_Supplied entries_
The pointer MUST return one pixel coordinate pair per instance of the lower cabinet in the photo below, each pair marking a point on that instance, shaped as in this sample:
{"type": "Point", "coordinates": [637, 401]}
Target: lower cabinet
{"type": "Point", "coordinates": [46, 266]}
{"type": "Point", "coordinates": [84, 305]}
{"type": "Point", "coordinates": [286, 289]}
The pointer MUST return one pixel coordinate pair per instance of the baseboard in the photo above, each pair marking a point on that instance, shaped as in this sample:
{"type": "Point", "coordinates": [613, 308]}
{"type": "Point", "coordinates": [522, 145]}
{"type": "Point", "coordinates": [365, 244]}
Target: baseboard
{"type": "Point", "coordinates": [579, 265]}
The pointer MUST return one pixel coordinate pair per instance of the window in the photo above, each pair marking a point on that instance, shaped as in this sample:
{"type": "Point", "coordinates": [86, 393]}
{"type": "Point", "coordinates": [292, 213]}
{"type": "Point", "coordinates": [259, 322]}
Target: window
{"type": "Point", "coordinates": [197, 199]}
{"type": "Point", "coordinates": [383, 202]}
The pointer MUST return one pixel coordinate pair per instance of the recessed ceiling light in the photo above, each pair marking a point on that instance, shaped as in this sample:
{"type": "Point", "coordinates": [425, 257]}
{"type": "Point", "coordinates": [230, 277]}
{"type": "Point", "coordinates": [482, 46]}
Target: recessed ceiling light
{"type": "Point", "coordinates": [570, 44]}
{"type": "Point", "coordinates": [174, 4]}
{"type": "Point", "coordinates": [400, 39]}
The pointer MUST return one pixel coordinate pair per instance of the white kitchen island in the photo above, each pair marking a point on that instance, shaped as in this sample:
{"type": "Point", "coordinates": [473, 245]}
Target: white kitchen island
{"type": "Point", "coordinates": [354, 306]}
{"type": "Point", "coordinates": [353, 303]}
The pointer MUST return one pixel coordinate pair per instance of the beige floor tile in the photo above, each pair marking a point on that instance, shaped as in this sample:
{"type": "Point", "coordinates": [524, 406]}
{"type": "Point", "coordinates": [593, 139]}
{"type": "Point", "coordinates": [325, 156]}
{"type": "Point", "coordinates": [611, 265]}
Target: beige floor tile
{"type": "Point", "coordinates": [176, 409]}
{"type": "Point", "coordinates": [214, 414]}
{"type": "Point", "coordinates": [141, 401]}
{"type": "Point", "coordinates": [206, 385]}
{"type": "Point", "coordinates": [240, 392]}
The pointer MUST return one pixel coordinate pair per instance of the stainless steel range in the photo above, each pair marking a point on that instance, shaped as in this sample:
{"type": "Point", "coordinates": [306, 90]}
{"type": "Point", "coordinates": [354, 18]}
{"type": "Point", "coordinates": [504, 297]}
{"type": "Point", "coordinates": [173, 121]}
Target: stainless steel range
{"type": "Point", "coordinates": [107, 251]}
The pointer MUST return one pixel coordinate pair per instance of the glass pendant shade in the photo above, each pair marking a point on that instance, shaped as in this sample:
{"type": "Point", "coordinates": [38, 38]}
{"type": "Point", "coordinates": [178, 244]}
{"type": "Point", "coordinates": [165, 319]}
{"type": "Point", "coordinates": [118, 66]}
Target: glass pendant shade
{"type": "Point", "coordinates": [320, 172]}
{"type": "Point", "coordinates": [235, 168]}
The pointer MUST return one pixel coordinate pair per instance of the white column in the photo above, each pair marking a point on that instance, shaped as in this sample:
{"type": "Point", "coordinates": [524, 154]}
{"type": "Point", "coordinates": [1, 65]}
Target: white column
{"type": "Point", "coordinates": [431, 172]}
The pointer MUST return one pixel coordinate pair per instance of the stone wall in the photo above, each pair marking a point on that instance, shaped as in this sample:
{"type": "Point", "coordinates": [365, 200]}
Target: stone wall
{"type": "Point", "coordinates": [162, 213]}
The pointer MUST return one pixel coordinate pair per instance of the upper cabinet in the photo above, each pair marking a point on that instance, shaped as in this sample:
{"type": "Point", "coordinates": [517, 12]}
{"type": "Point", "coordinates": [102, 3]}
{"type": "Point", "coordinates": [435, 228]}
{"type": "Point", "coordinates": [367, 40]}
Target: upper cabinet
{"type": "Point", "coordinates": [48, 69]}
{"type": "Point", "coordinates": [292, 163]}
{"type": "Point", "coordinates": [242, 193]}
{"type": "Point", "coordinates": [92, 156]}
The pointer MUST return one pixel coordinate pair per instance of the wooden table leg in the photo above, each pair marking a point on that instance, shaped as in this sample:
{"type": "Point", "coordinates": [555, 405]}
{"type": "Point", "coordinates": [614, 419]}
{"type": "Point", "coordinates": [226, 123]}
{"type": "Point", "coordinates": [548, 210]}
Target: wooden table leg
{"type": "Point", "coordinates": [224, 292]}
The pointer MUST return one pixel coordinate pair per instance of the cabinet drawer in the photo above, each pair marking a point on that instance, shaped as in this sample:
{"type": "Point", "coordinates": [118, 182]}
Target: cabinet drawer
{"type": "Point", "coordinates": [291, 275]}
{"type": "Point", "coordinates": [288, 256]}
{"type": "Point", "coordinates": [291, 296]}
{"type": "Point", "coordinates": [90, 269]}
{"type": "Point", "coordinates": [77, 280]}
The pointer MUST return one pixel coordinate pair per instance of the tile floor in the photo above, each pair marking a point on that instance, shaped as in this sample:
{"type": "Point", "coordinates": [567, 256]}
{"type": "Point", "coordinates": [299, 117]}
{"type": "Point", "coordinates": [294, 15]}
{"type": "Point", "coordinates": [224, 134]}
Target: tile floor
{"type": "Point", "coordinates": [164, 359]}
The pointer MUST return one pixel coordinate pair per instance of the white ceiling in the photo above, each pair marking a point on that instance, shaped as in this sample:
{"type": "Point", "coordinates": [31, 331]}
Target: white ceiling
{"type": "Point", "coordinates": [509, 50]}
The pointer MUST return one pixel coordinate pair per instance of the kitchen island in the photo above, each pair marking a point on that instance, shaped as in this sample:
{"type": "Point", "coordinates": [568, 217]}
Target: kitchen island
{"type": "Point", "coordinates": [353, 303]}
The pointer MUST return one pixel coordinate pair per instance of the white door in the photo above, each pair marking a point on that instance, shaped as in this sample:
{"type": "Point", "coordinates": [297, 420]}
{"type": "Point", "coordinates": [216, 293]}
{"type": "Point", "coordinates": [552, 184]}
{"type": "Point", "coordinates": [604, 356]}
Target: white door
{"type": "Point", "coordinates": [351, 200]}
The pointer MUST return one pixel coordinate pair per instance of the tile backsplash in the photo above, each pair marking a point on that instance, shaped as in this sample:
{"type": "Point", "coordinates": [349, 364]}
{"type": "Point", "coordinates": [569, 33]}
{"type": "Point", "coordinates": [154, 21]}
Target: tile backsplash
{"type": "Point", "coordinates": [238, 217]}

_Task brief_
Nothing in the material above may be skipped, so reproduce it all exactly.

_Answer space_
The pointer MUST return one pixel coordinate pair per instance of the lower cabinet in the photo below, each pair marking a point on that instance, shaped as in this sample:
{"type": "Point", "coordinates": [637, 401]}
Target: lower cabinet
{"type": "Point", "coordinates": [46, 266]}
{"type": "Point", "coordinates": [84, 305]}
{"type": "Point", "coordinates": [286, 289]}
The pointer MUST return one pixel coordinate pair per instance of the baseboard in the photo above, each pair marking a point on that instance, shaped as in this sample:
{"type": "Point", "coordinates": [613, 308]}
{"type": "Point", "coordinates": [522, 145]}
{"type": "Point", "coordinates": [365, 244]}
Target: baseboard
{"type": "Point", "coordinates": [579, 265]}
The pointer MUST return one pixel coordinate pair per instance of the window in the photo above, each pair marking a point on that instance, shaped as in this sample:
{"type": "Point", "coordinates": [86, 393]}
{"type": "Point", "coordinates": [292, 213]}
{"type": "Point", "coordinates": [259, 322]}
Target: window
{"type": "Point", "coordinates": [197, 199]}
{"type": "Point", "coordinates": [383, 202]}
The pointer MUST return one pixel coordinate pair per instance of the recessed ceiling light in the photo above, each pair marking a point on that instance, shaped as in this sample:
{"type": "Point", "coordinates": [425, 257]}
{"type": "Point", "coordinates": [230, 277]}
{"type": "Point", "coordinates": [482, 46]}
Target: recessed ceiling light
{"type": "Point", "coordinates": [570, 44]}
{"type": "Point", "coordinates": [174, 4]}
{"type": "Point", "coordinates": [400, 39]}
The pointer MUST return one pixel coordinate pair per instance of the white kitchen island in the photo above, each pair marking a point on that instance, shaped as in this sample:
{"type": "Point", "coordinates": [473, 245]}
Target: white kitchen island
{"type": "Point", "coordinates": [354, 306]}
{"type": "Point", "coordinates": [353, 303]}
The pointer MUST return one pixel coordinate pair per instance of the beige floor tile in the photo above, each pair marking a point on that instance, shaped as in this sample:
{"type": "Point", "coordinates": [524, 406]}
{"type": "Point", "coordinates": [593, 139]}
{"type": "Point", "coordinates": [325, 156]}
{"type": "Point", "coordinates": [611, 265]}
Target: beige floor tile
{"type": "Point", "coordinates": [176, 409]}
{"type": "Point", "coordinates": [214, 414]}
{"type": "Point", "coordinates": [141, 401]}
{"type": "Point", "coordinates": [206, 385]}
{"type": "Point", "coordinates": [240, 392]}
The pointer MUST return one pixel coordinate pair per instance of the stainless steel range in the photo above, each pair marking a point on that instance, shaped as in this sample:
{"type": "Point", "coordinates": [306, 90]}
{"type": "Point", "coordinates": [354, 18]}
{"type": "Point", "coordinates": [504, 297]}
{"type": "Point", "coordinates": [173, 121]}
Target: stainless steel range
{"type": "Point", "coordinates": [107, 251]}
The pointer MUST return one pixel coordinate pair per instance of the glass pendant shade in the photo above, each pair marking a point on that instance, shaped as in this sample:
{"type": "Point", "coordinates": [38, 38]}
{"type": "Point", "coordinates": [178, 244]}
{"type": "Point", "coordinates": [165, 319]}
{"type": "Point", "coordinates": [118, 66]}
Target: glass pendant shade
{"type": "Point", "coordinates": [320, 172]}
{"type": "Point", "coordinates": [235, 168]}
The pointer MUST return one pixel coordinate pair per instance of the white column in the photo above, each pair marking a point on that instance, shaped as in this sample:
{"type": "Point", "coordinates": [524, 154]}
{"type": "Point", "coordinates": [1, 65]}
Target: white column
{"type": "Point", "coordinates": [431, 172]}
The pointer MUST return one pixel coordinate pair per instance of the stone wall in the photo above, each pair marking a point on that instance, shaped as in this sample:
{"type": "Point", "coordinates": [365, 200]}
Target: stone wall
{"type": "Point", "coordinates": [162, 213]}
The pointer MUST return one pixel coordinate pair per instance of the upper cabinet in the photo above, each pair marking a point on that instance, shaped as in this sample:
{"type": "Point", "coordinates": [517, 12]}
{"type": "Point", "coordinates": [102, 3]}
{"type": "Point", "coordinates": [435, 228]}
{"type": "Point", "coordinates": [367, 40]}
Target: upper cabinet
{"type": "Point", "coordinates": [48, 69]}
{"type": "Point", "coordinates": [292, 163]}
{"type": "Point", "coordinates": [242, 193]}
{"type": "Point", "coordinates": [92, 156]}
The pointer MUST return one pixel coordinate pair per instance of the wooden table leg in the photo above, each pair marking a point on that instance, shaped as in this sample:
{"type": "Point", "coordinates": [555, 405]}
{"type": "Point", "coordinates": [614, 419]}
{"type": "Point", "coordinates": [226, 123]}
{"type": "Point", "coordinates": [548, 210]}
Target: wooden table leg
{"type": "Point", "coordinates": [224, 292]}
The pointer MUST return one pixel coordinate pair per instance of the cabinet drawer in the photo above, each pair marking a point on that instance, shaped as in this sample:
{"type": "Point", "coordinates": [118, 182]}
Target: cabinet drawer
{"type": "Point", "coordinates": [291, 275]}
{"type": "Point", "coordinates": [288, 256]}
{"type": "Point", "coordinates": [291, 296]}
{"type": "Point", "coordinates": [90, 269]}
{"type": "Point", "coordinates": [77, 280]}
The pointer MUST return one pixel coordinate pair per instance of the tile floor in the photo above, each pair marking a point on that instance, shaped as in this sample:
{"type": "Point", "coordinates": [567, 256]}
{"type": "Point", "coordinates": [299, 117]}
{"type": "Point", "coordinates": [294, 15]}
{"type": "Point", "coordinates": [224, 134]}
Target: tile floor
{"type": "Point", "coordinates": [164, 359]}
The pointer MUST return one pixel coordinate pair per instance of the white ceiling in the photo above, each pair marking a point on that instance, shaped as in this sample:
{"type": "Point", "coordinates": [31, 331]}
Target: white ceiling
{"type": "Point", "coordinates": [509, 50]}
The pointer MUST return one pixel coordinate pair per instance of the kitchen island in the photo above, each pair marking a point on that instance, shaped as in this sample:
{"type": "Point", "coordinates": [568, 217]}
Target: kitchen island
{"type": "Point", "coordinates": [353, 303]}
The pointer MUST return one pixel coordinate pair per instance of the white door in the photo above, each pair marking a point on that instance, shaped as in this sample:
{"type": "Point", "coordinates": [297, 420]}
{"type": "Point", "coordinates": [216, 293]}
{"type": "Point", "coordinates": [552, 184]}
{"type": "Point", "coordinates": [604, 356]}
Target: white door
{"type": "Point", "coordinates": [351, 200]}
The pointer MUST return one pixel coordinate pair per instance of the tile backsplash in the photo above, each pair marking a point on that instance, shaped as in this sample:
{"type": "Point", "coordinates": [349, 364]}
{"type": "Point", "coordinates": [569, 33]}
{"type": "Point", "coordinates": [154, 21]}
Target: tile backsplash
{"type": "Point", "coordinates": [238, 217]}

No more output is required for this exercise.